## [EXTRACTED INFORMATION]
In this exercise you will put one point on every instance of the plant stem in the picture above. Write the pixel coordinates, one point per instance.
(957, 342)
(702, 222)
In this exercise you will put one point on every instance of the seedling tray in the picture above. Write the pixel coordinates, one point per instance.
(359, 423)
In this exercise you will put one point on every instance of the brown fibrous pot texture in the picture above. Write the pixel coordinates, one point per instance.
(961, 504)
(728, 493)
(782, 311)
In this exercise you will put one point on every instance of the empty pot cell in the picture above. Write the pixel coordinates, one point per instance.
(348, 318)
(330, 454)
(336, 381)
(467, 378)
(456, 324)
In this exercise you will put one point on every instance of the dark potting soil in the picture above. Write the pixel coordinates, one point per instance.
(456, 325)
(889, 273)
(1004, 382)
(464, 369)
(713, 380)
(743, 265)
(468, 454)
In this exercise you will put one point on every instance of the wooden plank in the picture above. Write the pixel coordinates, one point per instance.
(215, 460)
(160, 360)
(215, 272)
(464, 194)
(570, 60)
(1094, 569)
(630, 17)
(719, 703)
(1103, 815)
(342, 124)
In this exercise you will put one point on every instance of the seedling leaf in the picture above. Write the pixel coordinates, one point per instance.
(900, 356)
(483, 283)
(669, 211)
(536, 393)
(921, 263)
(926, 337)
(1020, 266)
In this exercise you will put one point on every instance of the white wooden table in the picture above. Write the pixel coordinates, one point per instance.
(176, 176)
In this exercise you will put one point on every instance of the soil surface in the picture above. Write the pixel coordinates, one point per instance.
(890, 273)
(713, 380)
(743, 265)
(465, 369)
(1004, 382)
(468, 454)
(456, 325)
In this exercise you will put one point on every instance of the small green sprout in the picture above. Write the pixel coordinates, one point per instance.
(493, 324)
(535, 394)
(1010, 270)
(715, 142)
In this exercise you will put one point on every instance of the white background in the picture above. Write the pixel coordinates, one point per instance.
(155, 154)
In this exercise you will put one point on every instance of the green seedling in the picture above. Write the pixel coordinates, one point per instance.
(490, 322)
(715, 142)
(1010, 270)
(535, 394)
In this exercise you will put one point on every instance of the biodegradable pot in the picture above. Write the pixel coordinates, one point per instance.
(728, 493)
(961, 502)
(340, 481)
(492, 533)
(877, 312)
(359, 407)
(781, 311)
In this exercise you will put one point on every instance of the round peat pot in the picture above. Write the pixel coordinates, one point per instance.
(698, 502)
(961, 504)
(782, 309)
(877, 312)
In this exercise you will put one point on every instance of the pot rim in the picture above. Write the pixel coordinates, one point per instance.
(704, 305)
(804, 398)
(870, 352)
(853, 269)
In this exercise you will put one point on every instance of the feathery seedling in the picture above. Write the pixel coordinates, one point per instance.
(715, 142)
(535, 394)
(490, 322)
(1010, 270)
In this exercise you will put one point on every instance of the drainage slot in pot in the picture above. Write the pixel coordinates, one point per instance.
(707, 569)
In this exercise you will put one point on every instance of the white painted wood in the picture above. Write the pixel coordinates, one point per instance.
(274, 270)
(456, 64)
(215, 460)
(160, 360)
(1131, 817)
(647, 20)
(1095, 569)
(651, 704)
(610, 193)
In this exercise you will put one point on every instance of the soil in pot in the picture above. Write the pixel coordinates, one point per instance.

## [WORK REQUIRED]
Reproduce all the data word for word.

## [RESULT OF THIS TASK]
In this exercise you will put one point on every instance of the plant stem in the picture above. Write the pixel coordinates, one point per instance.
(957, 342)
(702, 222)
In this exercise you will put one point on every instance of the seedling tray in the picture above. Write the pixel coordinates, one point per instance.
(359, 423)
In this exercise you will put one point on every instance of the brown fibrous pot texture in the picture above. Write the pixel coordinates, one point per instance.
(961, 504)
(728, 493)
(782, 311)
In this exercise you will put one point on every instance of the empty pot cell in the picture above. Write the pixel coordinates, one point per instance.
(348, 318)
(330, 454)
(336, 381)
(467, 378)
(456, 324)
In this exercise you will put one point on every instance of the dark potting soil in the picture above. Write the pixel coordinates, one point per instance.
(456, 325)
(889, 273)
(1004, 382)
(464, 369)
(713, 380)
(743, 265)
(468, 454)
In this exercise you will put one point on every instance of the wooden plank in the picture above. Write the pixel coordinates, one point per instance.
(215, 460)
(160, 360)
(215, 272)
(464, 194)
(570, 60)
(1094, 569)
(630, 17)
(719, 703)
(1103, 815)
(342, 124)
In this exercise you will put one point on every instance of the seedling leaf in the picture above. Write the pixel coordinates, one point per instance.
(900, 356)
(483, 283)
(669, 211)
(536, 393)
(921, 263)
(926, 337)
(1020, 266)
In this exercise you will put one point on every instance of the white wooden table in the picture above. Write the pixel coordinates, one point per instance.
(176, 176)
In this exercise you will put one point on every instance of the soil surface in the picture above. Write the pixel coordinates, one point per instance.
(890, 273)
(713, 380)
(743, 265)
(465, 369)
(1004, 382)
(468, 454)
(456, 325)
In this exercise you will put one point on every instance of the small green sprout in the picture above. Write the pixel coordinates, one point per instance.
(493, 324)
(535, 394)
(1010, 270)
(715, 142)
In this exercise you will put one point on every instance of the white background in the picture above. Write the pixel coordinates, one point per instance.
(155, 154)
In this exercise you will put one point on every instance of the green seedling in the picture above. Write the pixel coordinates, one point per instance.
(490, 322)
(715, 142)
(1010, 270)
(535, 394)
In this exercise you will put one point on every instance of the biodegradable pot in the picture above. Write the pixel coordinates, one point per instance.
(728, 493)
(961, 502)
(340, 481)
(492, 533)
(877, 312)
(359, 407)
(781, 311)
In this exercise you will put one point on every instance of the round peat pot in the picture above. Write the pixel coordinates, one point per instance.
(698, 502)
(961, 504)
(782, 309)
(877, 312)
In this exercise you will put one point on every instance of the pot rim in the picture above. Write the pixel coordinates, one point per instance.
(704, 305)
(804, 398)
(870, 352)
(853, 269)
In this exercise you will put one point on every instance of the feathery seedling in the picture above. Write the pixel coordinates, one point per instance.
(715, 142)
(535, 394)
(490, 322)
(1010, 270)
In this exercise you will put one point on every instance of the drainage slot in pot in the picture above. Write the pixel coordinates, one point per instance.
(707, 569)
In this exercise you will put one point on every instance of the white painted wood in the picture above. Write the pixel coordinates, one point per instance.
(274, 270)
(456, 64)
(215, 460)
(160, 360)
(1131, 817)
(647, 20)
(1095, 569)
(651, 704)
(610, 193)
In this exercise you will put one point on every instance of the soil in pot in the picture above. Write the pixel coordinates, one point per instance.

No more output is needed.